**SOURCE TEXT:**
========================

Barry Hofstetter wrote:The more manuscripts you have, the less need for conjectural emendation.
If you amend that to "the more independent witnesses of early texttypes that you have," I would probably agree. But you will want to note that the incidence of certain types of errors may probably increase with more early manuscripts and more collation events. Including the type of accretion event that has been suggested for this verse.

Also, it's 250 years between the originals and the great unicals, and sometimes thousands of miles between the where the NT books were written and where the unicals were copied, and perhaps some evidence of important text recension events affecting what we have now.

Obviously, that's better than a 1000 more years of copying, but it's not infinitely better. I would guess that the reduced error rate per line is only linearly better, not exponentially better.
Barry Hofstetter wrote:That there are no advancements or improvements in TC since the Victorian era seems me to be the assumption which needs to be argued.

========================

**OBJECTIVE A:**
Copy out, word for word, everything in the records from the line containing "Give the segmentation" down to the line containing "List every instance".
**OBJECTIVE B:**
Extend the forum post on manuscripts and conjectural emendation from the point where it stops.

**EXCERPTED RECORDS:**
========================

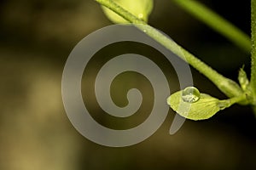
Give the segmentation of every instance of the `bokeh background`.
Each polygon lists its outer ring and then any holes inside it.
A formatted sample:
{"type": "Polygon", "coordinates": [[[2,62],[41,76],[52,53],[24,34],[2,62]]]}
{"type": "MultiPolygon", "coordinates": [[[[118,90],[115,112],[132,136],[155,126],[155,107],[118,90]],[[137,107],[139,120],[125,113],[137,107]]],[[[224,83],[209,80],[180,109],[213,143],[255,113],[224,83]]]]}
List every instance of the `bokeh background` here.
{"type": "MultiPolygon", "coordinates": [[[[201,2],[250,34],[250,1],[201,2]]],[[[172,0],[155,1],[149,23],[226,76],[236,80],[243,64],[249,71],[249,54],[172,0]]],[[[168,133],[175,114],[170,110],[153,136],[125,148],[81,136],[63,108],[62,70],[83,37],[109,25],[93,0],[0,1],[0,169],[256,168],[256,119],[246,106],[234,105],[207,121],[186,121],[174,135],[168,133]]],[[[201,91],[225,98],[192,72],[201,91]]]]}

========================

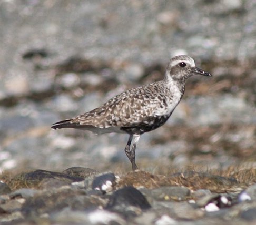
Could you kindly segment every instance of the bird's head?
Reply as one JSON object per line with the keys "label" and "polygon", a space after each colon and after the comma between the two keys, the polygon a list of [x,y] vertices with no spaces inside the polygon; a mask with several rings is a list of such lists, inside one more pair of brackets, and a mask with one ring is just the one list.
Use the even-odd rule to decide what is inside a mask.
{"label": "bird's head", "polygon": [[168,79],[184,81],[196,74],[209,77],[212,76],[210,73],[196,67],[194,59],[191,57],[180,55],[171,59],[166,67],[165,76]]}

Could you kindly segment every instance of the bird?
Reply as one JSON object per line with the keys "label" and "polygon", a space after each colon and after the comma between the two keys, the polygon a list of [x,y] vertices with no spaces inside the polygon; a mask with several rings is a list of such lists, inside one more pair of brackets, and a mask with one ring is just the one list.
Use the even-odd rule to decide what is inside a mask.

========================

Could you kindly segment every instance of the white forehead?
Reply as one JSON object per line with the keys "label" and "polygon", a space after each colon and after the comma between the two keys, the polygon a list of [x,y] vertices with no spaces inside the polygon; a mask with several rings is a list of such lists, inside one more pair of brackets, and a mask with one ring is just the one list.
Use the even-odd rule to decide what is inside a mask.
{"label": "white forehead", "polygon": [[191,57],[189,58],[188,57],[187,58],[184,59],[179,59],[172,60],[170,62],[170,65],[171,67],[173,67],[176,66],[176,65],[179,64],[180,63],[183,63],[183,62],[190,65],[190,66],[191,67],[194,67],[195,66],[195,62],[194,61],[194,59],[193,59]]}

========================

**EXERCISE RESPONSE A:**
Give the segmentation of every instance of the `bokeh background`.
Each polygon lists its outer ring and then any holes inside it.
A formatted sample:
{"type": "Polygon", "coordinates": [[[2,62],[41,76],[52,53],[24,34],[2,62]]]}
{"type": "MultiPolygon", "coordinates": [[[[118,90],[115,112],[132,136],[155,126],[155,107],[118,90]],[[137,107],[139,120],[125,113],[137,107]]],[[[224,83],[209,80],[180,109],[213,143],[255,113],[224,83]]]]}
List every instance of the `bokeh background` here.

**EXERCISE RESPONSE B:**
Well, I'll take this as an opportunity to restate a question on that point from earlier in the thread that I'd like answered:
jeidsath wrote:It's striking to come across things like this. It wasn't in Georg Luck's Conjectural Emendations article -- I only found it by looking through the list of obelisked verses in W&H. I would think that an OCT apparatus would at least mention it, but I suppose the NA apparatus is a bit different from that. If so, is there anything that really replaces W&H?
“One might get one’s Greek from the very lips of Homer and Plato." "In which case they would certainly plough you for the Little-go. The German scholars have improved Greek so much.”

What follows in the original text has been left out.